Records supplied: Begin

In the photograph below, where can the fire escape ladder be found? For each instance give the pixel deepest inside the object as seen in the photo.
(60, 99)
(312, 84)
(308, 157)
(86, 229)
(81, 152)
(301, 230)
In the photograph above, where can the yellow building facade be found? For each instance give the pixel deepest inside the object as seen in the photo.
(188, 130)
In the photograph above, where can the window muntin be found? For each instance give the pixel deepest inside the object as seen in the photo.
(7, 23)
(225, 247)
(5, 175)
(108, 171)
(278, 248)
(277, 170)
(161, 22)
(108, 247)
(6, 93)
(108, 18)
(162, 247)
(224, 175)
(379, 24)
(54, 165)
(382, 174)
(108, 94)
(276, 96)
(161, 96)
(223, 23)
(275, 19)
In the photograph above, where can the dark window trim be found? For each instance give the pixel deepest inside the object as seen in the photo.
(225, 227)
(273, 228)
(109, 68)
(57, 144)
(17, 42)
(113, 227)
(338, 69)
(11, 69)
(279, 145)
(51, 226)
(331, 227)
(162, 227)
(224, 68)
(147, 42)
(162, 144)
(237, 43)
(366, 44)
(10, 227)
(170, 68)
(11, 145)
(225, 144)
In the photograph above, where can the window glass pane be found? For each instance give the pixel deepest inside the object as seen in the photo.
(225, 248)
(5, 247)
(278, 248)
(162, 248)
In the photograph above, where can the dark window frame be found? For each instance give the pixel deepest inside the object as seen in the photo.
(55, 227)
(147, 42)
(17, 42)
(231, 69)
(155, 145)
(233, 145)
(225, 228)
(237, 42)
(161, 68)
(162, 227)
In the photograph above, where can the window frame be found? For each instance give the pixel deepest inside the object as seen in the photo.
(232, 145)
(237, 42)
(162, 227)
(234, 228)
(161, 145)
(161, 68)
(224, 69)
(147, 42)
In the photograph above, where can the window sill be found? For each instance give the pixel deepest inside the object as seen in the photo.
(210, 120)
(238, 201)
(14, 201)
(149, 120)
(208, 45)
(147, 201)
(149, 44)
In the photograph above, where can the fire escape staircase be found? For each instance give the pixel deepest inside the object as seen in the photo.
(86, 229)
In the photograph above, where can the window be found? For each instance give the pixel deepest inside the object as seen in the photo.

Records supplied: End

§ To do
What must be transcribed is the run of lines from the one containing "In the photograph above, where can the dark window trim" to the last line of the data above, inclusive, and only that.

§ Response box
In the photograph above, where can the dark window trim be found? For each instance give the pixel deepest inside the object as seen in the photo.
(225, 227)
(273, 228)
(109, 68)
(57, 144)
(17, 42)
(113, 227)
(338, 69)
(11, 69)
(279, 145)
(51, 226)
(331, 227)
(162, 227)
(224, 68)
(147, 42)
(162, 144)
(237, 43)
(366, 44)
(10, 227)
(170, 68)
(11, 145)
(225, 144)
In the photograph above, where can the window glass pane be found? For each instance give the pixel deepest inside the object as seen in the photo.
(225, 248)
(5, 247)
(278, 248)
(162, 248)
In the photograph above, where can the dark window frame be found? For each instance give the pixel deepest inside the object as seen in the photo.
(55, 227)
(147, 42)
(17, 42)
(231, 69)
(155, 145)
(233, 145)
(225, 228)
(237, 42)
(161, 68)
(162, 227)
In the photograph above, where can the window frame be found? For each instance give the pixel deepest inside the object as seen in the photo.
(232, 145)
(237, 42)
(162, 227)
(234, 228)
(161, 145)
(161, 68)
(224, 69)
(147, 42)
In the photograph above, where can the window sill be found? For each instance give the pixel deepest inside the object as seen in the photo.
(210, 120)
(238, 201)
(14, 201)
(149, 120)
(208, 45)
(147, 201)
(149, 44)
In the photograph above, where can the fire escape staircase be found? For each instance give the pixel deepest inside the object as seen in the photo.
(86, 229)
In the photograph above, where can the window be found? For each instance give the pixel deepest inside the object as seen in the photo.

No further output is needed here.